■ EXTRACT PROVIDED:
The formula for Rin in the spreadsheet provided by TI is:   " =IF(VINMIN>35, 5.1, (VINMIN-15)/2) "

However, this is discontinuous around VINMIN=35V.   and the current for a 5.1k resistor would be much higher than the 2mA minimum.   

I believe this is erroneous.  

Furthermore, the internal voltage is closer to 13V than to 15V (according to the datasheet), and if it is known then why assume 15V? 

  • Hi Oren,

    Welcome to E2E!

    Let me check and get back to you before tomorrow.

    Best Regards,

    Rakesh

  • Hi Oren,

    Minimum 2mA current should be allowed under any conditions. So Rin < (Vin_min - Vz_max)/2mA

    Ideally, Vz_max should be 13.65V but taking 15V gives more margin -> I mean higher than 2mA current.

    I agree at Vin=35V there is jump in current but it is not a concern.

    Best Regards,

    Rakesh

  • Hi Oren,

    If there are no further questions, please close this thread as resolved.

    Best Regards,

    Rakesh

  • Hi Rakesh,

    I didn't notice the response from yesterday until the email from today.   I wish we could simply communicate directly via email. 

    Thanks for the explanation. I understand the use of Vz=15V for magin.

■ SUPPLIED ENTRIES:
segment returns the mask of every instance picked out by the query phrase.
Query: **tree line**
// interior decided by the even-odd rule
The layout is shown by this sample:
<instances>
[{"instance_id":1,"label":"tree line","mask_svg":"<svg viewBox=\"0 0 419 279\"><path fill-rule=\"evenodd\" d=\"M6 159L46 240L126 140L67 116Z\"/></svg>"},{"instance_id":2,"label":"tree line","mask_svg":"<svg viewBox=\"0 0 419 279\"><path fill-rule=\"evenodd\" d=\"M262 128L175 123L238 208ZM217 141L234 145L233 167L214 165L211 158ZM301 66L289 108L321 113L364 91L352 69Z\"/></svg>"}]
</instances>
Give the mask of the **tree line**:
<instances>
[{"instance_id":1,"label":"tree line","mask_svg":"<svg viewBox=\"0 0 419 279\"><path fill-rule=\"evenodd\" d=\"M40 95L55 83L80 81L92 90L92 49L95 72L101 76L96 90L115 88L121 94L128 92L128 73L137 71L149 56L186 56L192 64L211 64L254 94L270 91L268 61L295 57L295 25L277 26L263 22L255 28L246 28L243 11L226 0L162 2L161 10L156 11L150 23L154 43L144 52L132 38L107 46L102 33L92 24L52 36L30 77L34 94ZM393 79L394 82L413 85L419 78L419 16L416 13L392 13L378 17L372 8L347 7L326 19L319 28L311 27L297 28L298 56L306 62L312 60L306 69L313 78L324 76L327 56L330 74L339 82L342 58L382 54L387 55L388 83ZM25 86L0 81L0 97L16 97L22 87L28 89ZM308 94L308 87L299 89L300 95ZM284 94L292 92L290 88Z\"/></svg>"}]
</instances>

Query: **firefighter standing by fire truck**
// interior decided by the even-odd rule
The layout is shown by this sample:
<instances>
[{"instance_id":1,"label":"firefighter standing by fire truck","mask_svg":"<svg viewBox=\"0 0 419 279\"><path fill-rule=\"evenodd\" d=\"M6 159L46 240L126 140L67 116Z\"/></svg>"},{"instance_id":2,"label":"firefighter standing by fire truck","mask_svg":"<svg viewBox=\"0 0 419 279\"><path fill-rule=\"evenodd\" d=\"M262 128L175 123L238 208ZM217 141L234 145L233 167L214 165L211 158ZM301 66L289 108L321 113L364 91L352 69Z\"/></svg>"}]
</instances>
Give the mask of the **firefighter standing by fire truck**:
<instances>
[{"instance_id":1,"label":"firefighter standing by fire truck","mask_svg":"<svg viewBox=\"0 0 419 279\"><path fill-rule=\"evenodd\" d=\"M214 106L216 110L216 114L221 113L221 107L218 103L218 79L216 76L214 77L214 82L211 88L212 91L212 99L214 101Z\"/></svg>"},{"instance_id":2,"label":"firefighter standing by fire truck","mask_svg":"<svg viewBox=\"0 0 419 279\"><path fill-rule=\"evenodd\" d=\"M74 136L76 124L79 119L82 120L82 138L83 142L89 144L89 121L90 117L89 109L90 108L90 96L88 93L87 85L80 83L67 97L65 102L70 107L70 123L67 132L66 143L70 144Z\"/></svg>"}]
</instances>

■ EXERCISE REQUIREMENTS:
**A)** In the forum thread about the Rin formula, what value does Rakesh say Vz_max should ideally be?
**B)** Pick up the forum thread about the Rin formula after its final sentence and continue writing it.

■ PER-TASK ANSWERS:
**A)** 13.65V

**B)**
    But I insist that the conditional statement with Vin>35V doesn't make sense, since Rin will be stuck at 5.1k even for very high Vin.   Perhaps the original intention was to not allow Rin to go below 5.1k, but for Vin=60V it may make sense to have a higher Rin.  Otherwise the power dissipated on this resistor can be high.   And anytime a function is defined with ranges, there would be continuity around the boundary between ranges. 

    Thanks,

       Oren

  • Hi Oren,

    Generally the operating voltages are wide from 36V to 60V. So at 36V, we get Iz=(36V-15V)/5.1kOhm = 4.1 mA (has 2x margin from min 2mA requirment), I think, this is the intention to choose 5.1k. I agree on power dissipation at max Vin level.

    Best Regards,

    Rakesh

  • Hi Rakesh,

    Thanks for explaining, but this still doesn't make sense.  If the voltage at the input is much higher (e.g., 60V), then the current will further increase, which will cause unnecessary high power dissipation on this resistor.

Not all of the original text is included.